- WORK ITEM
Only one stretch of the data below is needed. Output the lines from the one with "like [(575, 651)]" up to and including the one with "like [(347, 185)]", exactly as they stand.

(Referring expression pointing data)
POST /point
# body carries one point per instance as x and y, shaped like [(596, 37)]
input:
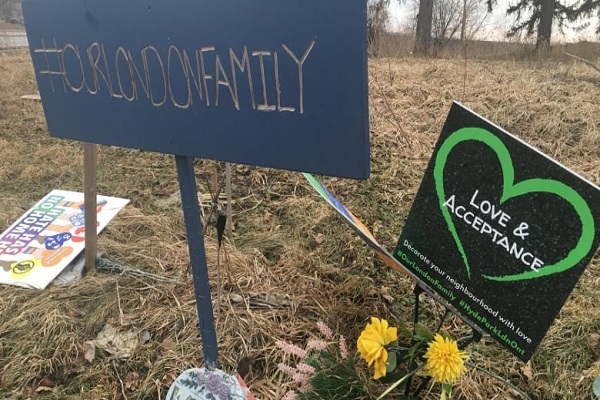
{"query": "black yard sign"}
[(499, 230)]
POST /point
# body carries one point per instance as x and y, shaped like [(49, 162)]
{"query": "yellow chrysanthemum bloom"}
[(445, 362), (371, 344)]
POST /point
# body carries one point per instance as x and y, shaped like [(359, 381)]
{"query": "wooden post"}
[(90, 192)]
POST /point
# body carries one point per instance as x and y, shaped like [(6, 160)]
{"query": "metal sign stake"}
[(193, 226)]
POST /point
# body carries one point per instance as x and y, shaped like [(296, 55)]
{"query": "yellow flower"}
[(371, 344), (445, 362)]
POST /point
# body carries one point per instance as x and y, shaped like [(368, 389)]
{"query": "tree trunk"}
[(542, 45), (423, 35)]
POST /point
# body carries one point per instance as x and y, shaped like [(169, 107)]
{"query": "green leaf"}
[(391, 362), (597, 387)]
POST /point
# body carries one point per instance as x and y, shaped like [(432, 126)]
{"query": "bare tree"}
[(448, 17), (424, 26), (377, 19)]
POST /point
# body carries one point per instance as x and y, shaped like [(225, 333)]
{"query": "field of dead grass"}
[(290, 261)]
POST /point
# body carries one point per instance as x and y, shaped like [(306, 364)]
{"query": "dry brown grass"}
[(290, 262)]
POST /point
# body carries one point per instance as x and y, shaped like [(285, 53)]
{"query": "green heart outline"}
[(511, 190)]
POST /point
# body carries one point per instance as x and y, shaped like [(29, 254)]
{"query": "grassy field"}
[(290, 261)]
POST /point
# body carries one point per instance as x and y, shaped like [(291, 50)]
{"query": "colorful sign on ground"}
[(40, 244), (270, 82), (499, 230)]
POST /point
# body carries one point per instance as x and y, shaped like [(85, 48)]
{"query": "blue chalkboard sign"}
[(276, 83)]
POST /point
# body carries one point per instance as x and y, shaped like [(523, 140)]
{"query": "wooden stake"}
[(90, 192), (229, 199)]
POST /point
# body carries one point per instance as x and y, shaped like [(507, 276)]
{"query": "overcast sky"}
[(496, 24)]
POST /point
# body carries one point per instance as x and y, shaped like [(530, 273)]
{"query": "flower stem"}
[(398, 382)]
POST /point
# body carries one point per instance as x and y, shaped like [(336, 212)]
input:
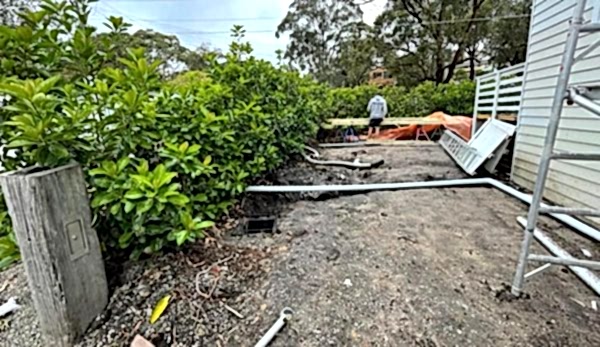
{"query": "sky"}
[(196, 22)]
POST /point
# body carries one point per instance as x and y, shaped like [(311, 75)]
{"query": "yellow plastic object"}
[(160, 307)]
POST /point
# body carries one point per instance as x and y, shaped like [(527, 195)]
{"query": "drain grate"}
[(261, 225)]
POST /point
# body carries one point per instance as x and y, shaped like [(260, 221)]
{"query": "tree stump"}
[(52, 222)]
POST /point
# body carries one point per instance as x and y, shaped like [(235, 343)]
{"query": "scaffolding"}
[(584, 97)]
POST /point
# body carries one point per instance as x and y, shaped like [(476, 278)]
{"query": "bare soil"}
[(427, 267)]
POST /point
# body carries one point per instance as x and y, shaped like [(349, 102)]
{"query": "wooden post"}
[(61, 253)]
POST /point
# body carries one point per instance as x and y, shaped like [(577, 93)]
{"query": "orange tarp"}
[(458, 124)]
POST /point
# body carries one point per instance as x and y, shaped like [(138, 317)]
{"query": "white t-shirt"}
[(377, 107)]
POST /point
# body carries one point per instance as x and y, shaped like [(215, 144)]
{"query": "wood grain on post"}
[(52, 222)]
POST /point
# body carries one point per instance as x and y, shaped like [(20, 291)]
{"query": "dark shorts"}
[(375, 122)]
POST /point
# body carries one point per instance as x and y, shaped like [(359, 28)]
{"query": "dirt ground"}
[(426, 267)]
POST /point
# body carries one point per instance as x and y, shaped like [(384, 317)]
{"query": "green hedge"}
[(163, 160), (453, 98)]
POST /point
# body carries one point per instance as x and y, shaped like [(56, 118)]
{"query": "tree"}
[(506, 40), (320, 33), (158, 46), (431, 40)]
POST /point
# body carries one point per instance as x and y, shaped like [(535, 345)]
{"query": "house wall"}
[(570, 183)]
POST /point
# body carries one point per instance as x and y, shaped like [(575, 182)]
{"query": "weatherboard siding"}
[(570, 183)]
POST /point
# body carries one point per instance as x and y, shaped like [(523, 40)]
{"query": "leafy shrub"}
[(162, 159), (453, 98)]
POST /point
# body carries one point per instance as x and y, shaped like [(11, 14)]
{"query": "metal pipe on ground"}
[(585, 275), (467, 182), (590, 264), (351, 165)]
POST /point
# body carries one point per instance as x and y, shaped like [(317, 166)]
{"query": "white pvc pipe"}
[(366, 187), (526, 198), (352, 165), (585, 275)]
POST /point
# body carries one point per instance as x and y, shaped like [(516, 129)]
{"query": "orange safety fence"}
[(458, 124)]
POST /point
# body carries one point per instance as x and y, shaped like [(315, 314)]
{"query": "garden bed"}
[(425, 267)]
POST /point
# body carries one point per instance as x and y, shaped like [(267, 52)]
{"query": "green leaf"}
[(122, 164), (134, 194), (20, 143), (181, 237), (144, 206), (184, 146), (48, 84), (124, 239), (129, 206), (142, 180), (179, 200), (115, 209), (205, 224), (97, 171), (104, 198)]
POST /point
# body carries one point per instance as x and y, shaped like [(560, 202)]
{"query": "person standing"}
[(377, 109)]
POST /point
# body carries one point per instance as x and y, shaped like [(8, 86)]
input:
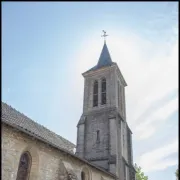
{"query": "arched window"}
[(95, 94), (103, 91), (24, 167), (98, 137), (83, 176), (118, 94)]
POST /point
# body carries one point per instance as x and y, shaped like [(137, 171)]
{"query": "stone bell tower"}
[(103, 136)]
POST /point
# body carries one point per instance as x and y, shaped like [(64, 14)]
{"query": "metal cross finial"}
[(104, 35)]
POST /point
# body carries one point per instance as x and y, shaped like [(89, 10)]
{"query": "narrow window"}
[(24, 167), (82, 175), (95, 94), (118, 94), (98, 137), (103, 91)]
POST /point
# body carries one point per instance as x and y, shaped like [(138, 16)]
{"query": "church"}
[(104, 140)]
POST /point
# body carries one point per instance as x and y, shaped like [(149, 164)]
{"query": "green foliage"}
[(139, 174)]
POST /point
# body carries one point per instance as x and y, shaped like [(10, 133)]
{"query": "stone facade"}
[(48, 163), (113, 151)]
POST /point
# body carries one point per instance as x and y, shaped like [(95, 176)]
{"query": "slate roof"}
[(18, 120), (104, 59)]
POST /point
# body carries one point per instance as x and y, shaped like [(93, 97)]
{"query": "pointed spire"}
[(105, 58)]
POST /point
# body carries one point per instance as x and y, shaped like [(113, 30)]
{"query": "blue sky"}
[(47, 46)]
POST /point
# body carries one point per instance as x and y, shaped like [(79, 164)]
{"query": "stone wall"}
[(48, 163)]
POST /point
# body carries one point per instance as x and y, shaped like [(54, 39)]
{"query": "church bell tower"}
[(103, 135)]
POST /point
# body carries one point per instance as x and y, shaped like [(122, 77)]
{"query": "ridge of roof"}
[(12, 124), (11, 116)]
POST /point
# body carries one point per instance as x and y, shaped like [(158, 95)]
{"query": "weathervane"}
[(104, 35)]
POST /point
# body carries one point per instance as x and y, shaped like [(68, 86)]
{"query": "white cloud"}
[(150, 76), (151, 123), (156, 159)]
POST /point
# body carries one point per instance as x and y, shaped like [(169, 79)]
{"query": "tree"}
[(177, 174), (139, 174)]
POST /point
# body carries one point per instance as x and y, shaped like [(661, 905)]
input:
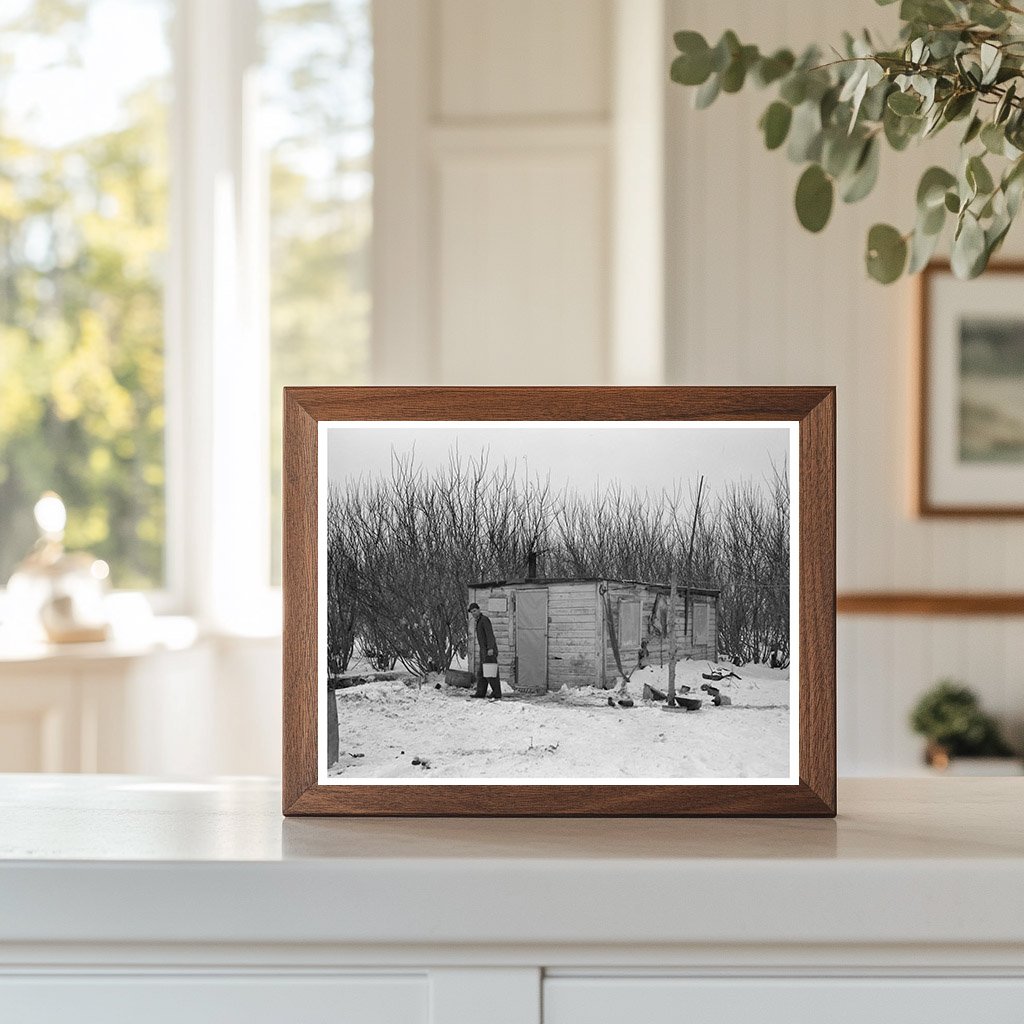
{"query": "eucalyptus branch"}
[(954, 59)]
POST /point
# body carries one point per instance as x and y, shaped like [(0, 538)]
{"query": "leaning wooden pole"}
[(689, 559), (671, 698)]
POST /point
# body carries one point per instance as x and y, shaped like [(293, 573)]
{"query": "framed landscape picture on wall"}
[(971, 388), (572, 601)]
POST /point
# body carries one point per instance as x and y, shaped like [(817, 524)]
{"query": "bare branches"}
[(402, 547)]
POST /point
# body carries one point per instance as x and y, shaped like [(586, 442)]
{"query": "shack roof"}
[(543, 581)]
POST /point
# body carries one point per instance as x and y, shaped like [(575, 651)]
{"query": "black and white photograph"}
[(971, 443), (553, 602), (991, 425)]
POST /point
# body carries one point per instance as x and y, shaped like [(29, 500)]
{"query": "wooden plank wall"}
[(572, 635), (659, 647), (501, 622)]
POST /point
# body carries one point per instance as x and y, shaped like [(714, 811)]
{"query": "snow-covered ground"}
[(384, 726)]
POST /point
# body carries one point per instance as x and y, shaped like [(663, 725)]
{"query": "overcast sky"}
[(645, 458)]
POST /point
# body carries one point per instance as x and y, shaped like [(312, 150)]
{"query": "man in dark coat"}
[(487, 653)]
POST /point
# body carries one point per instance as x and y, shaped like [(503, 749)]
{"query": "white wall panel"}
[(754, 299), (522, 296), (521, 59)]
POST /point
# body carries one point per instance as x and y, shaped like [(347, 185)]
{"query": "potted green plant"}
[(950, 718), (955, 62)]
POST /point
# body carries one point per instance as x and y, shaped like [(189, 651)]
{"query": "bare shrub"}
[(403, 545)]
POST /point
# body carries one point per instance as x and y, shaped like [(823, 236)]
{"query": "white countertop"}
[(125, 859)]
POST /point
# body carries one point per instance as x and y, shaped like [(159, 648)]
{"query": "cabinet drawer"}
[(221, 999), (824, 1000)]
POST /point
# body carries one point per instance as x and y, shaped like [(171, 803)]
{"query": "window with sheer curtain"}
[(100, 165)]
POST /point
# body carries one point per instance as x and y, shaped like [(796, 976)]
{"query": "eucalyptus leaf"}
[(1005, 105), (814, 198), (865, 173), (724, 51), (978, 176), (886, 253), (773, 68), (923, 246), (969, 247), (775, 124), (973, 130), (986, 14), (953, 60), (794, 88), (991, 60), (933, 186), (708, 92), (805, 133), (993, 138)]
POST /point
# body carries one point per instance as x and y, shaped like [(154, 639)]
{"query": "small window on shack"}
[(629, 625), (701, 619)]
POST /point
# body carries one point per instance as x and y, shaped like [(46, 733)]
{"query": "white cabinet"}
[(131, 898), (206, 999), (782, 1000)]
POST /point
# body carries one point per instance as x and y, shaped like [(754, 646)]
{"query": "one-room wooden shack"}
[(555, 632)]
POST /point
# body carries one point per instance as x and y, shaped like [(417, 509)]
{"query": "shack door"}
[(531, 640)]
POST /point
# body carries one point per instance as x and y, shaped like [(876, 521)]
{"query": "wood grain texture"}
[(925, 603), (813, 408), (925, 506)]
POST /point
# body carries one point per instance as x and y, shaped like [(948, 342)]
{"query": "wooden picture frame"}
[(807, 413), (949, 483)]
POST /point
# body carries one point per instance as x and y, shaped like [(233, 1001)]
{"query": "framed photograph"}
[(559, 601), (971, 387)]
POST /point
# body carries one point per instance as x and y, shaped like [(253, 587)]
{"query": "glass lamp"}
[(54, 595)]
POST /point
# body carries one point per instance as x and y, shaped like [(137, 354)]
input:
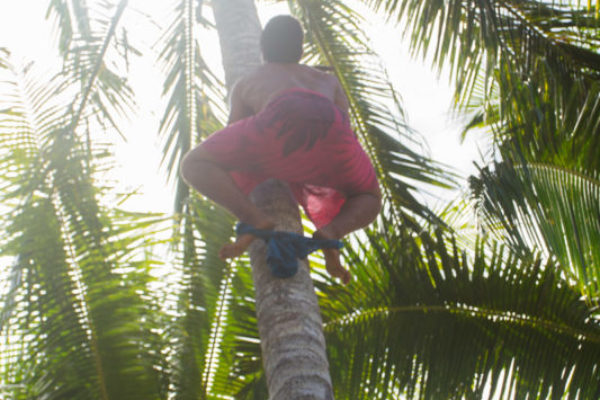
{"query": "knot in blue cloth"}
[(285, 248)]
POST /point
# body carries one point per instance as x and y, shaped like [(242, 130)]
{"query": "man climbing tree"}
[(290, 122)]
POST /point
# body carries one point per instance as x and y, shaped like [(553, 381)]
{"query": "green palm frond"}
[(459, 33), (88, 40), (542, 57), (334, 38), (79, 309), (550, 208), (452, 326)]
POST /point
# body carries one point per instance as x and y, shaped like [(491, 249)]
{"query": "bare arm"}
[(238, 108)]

- EXERCISE RESPONSE
# body carries one point per instance as x and y, shaped like [(575, 651)]
{"query": "black and white photograph"}
[(971, 443), (553, 602), (991, 425)]
POST /point
# body carries one point per instance as x and y, shaped like [(29, 500)]
{"query": "wooden plank wall"}
[(572, 635), (659, 647), (501, 622)]
POST /point
# body carries one point per instance as x and y, shaped like [(714, 811)]
{"query": "snow-covered ground"}
[(384, 726)]
POST /point
# body carries one point per instance as x and y, shaped like [(663, 725)]
{"query": "overcast sky"}
[(645, 458)]
POST /point
# body carries one point per instance as x and y, shaped like [(312, 150)]
{"query": "man in dark coat"}
[(487, 653)]
POST /point
# body carries one point per instance as x and y, shaped like [(503, 749)]
{"query": "white wall panel"}
[(754, 299), (522, 296), (521, 59)]
POST /point
# body carries one point per instance as x and y, shaped like [(347, 185)]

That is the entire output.